Se estivermos certos, ainda que os dados preocupem e que em fevereiro possa haver outras pressões sazonais, os dados recentes de inflação não mudarão a tendência de desinflação que temos visto e ela será mais acelerada do que o Fed projeta.
O Fed, desde a reunião de dezembro, foi adaptando seus cenários e discurso à evolução mais benigna da inflação. A mensagem, por vezes, é confusa, mas ela combina duas características:
A comunicação tenta combinar essa avaliação de que o cenário está mais benigno com um certo ceticismo de que as coisas estão indo tão bem assim, o que os leva a esperar um pouco mais. Nos discursos, eles já haviam descartado o corte em Março e, na ata da última reunião, eles deixam isso claro: “Most participants noted the risks of moving too quickly to ease the stance of policy and emphasized the importance of carefully assessing incoming data in judging whether inflation is moving down sustainably to 2 percent” (ata da reunião Jan24). Nesta mesma linha, Powell foi um pouco além em sua última entrevista: “We just want to see more good data along those lines. It doesn’t need to be better, or even as good. It just needs to be good” (Powell em entrevista 60 Minutes).

#### [Suas tarefas]
A. Liste todos os nomes de meses escritos por extenso no trecho sobre o Fed.
B. Por favor, reproduza sem alterações a parte do trecho sobre o Fed que vai de "Se estivermos certos, ainda" até "o Fed projeta.", incluindo essas palavras.
C. Responda com base no trecho sobre o Fed:
(i) Desde qual reunião o Fed foi adaptando seus cenários e discurso à evolução da inflação?
(ii) Segundo a ata citada, para qual percentual se avalia se a inflação está caindo de forma sustentável?
(iii) Em qual entrevista Powell fez a declaração citada?
O material a seguir é independente do trecho sobre o Fed.

#### [Material fornecido]
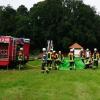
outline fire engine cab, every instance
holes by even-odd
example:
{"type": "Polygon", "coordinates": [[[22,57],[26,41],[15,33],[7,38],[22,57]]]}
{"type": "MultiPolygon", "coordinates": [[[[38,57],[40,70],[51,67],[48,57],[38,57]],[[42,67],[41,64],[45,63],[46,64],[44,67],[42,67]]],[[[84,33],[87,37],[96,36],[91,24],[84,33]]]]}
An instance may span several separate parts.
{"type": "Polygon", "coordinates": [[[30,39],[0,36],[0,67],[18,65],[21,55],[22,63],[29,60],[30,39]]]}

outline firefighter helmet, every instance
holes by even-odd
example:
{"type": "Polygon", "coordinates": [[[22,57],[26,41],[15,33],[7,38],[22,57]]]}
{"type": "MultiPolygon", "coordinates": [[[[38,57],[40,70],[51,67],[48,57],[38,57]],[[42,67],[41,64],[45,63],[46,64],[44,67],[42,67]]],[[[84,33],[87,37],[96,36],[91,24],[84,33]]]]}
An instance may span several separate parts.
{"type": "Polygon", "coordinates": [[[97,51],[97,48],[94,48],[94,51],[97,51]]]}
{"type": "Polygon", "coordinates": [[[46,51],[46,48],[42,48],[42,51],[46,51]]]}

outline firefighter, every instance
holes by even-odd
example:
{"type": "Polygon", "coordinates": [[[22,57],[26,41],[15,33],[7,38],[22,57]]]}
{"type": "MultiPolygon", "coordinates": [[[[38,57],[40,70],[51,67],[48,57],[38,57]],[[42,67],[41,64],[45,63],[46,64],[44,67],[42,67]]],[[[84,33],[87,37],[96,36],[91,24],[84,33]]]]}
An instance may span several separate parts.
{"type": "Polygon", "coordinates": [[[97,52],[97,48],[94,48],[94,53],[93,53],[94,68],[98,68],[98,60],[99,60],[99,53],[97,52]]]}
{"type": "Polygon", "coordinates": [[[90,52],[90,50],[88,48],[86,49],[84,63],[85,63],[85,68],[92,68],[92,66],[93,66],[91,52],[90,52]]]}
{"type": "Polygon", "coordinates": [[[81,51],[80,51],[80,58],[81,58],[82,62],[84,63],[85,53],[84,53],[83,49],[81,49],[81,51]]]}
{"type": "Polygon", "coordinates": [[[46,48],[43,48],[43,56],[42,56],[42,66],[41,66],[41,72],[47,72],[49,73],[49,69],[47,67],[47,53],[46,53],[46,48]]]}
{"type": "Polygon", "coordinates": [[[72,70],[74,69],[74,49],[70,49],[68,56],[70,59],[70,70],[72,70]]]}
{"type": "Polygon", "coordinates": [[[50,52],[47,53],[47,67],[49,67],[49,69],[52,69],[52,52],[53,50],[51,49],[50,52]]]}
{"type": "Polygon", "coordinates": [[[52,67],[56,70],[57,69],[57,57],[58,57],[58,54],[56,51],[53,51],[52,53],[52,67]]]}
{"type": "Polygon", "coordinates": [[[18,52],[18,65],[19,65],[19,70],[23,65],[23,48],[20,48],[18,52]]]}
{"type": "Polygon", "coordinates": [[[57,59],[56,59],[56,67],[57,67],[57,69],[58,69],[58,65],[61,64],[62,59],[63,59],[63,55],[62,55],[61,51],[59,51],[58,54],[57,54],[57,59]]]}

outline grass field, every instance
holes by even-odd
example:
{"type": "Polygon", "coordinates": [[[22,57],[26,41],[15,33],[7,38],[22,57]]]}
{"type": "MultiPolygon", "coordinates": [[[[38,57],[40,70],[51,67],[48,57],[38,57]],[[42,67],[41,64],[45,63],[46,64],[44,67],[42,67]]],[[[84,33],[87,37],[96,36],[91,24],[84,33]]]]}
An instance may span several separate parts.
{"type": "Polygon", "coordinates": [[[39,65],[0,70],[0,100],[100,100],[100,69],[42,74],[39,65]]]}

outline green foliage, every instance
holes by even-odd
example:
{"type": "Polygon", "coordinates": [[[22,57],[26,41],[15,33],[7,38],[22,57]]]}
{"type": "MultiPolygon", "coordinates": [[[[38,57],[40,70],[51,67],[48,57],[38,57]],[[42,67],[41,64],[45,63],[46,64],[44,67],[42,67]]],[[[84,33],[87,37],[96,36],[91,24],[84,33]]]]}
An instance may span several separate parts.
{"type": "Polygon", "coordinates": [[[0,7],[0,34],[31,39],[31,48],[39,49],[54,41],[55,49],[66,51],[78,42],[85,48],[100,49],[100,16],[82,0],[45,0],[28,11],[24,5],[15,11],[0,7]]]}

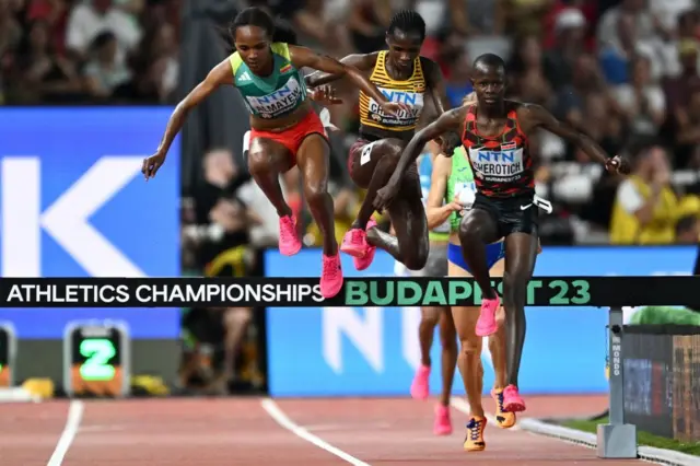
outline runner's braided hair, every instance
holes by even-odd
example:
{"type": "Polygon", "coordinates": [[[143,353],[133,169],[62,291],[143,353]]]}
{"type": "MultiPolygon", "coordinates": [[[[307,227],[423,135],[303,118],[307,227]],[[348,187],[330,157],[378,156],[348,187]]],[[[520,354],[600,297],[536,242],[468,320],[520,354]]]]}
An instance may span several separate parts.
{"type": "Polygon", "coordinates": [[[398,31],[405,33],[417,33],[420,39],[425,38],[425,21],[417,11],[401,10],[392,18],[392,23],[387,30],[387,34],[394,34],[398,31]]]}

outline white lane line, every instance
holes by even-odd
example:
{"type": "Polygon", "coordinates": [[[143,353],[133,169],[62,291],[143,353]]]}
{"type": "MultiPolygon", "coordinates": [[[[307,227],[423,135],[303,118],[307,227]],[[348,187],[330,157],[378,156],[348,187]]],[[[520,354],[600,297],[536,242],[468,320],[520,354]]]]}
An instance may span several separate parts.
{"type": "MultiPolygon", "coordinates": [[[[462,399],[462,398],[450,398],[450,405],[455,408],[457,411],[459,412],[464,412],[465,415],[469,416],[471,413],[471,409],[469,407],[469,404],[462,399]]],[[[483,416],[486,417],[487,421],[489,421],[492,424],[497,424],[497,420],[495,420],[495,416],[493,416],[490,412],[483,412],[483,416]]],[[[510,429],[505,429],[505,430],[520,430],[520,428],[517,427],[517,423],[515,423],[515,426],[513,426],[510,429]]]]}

#### [Respostas do exercício]
A. fevereiro, dezembro, Março

B.
Se estivermos certos, ainda que os dados preocupem e que em fevereiro possa haver outras pressões sazonais, os dados recentes de inflação não mudarão a tendência de desinflação que temos visto e ela será mais acelerada do que o Fed projeta.

C.
(i) Desde a reunião de dezembro.
(ii) 2 percent.
(iii) Na entrevista ao 60 Minutes.